*** Input ***

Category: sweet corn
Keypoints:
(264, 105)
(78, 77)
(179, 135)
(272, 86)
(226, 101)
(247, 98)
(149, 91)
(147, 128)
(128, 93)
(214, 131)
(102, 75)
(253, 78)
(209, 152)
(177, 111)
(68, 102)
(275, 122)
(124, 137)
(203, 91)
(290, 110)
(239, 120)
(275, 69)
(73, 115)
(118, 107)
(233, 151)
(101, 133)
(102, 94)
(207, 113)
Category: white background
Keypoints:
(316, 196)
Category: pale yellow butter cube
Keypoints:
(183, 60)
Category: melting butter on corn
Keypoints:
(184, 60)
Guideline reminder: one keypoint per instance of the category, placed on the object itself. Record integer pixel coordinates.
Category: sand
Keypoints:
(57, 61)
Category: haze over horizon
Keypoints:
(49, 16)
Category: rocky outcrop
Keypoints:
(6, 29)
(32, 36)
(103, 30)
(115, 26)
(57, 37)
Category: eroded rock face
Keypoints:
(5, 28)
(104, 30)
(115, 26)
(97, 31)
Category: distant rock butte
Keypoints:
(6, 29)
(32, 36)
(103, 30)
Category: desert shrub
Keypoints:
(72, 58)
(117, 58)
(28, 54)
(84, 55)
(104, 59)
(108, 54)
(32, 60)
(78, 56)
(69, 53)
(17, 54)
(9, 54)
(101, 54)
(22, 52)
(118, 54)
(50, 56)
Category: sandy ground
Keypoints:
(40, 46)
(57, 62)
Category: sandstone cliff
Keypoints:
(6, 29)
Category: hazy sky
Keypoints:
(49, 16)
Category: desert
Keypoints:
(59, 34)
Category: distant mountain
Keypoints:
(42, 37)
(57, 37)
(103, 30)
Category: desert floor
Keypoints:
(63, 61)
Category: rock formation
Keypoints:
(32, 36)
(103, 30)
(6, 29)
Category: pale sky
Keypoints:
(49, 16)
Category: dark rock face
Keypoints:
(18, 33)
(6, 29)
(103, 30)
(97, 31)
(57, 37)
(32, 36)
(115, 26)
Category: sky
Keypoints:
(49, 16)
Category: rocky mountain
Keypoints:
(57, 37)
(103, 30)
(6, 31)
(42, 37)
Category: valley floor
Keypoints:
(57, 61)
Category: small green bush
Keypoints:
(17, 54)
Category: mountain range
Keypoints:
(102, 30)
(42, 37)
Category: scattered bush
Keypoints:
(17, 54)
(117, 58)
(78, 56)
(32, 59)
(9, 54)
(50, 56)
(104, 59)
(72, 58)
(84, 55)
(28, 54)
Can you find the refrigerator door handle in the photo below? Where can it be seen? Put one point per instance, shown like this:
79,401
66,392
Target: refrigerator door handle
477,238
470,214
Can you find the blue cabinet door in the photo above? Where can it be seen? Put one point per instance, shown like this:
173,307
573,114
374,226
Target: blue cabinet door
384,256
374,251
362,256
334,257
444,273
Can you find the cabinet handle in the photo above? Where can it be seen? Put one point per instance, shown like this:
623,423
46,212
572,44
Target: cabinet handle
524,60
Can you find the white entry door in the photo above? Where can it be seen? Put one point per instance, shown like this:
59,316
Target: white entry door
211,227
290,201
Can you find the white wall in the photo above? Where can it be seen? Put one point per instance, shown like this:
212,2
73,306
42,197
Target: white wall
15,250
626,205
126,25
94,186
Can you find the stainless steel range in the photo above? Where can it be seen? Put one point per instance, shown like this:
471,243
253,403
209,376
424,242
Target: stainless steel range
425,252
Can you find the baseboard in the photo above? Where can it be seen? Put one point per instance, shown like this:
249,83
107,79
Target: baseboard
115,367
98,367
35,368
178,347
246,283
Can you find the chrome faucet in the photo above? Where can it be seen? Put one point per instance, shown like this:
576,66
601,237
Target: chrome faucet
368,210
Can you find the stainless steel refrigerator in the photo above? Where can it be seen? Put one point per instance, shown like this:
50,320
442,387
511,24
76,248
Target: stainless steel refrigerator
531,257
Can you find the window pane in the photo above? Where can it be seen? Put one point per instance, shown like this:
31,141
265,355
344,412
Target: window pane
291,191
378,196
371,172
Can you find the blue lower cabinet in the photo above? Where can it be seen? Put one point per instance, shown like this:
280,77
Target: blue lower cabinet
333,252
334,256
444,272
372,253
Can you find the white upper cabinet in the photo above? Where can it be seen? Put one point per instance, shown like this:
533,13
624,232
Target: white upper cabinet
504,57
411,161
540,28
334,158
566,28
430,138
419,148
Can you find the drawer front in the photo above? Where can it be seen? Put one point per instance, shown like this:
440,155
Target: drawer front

*** End of Input ***

> Work order
Find the lines above that hold "front", then copy each of them.

> Task output
Can you find the drawer front in the photo above? Where can it be seen? Put one point per instance, shown like this:
Target: drawer front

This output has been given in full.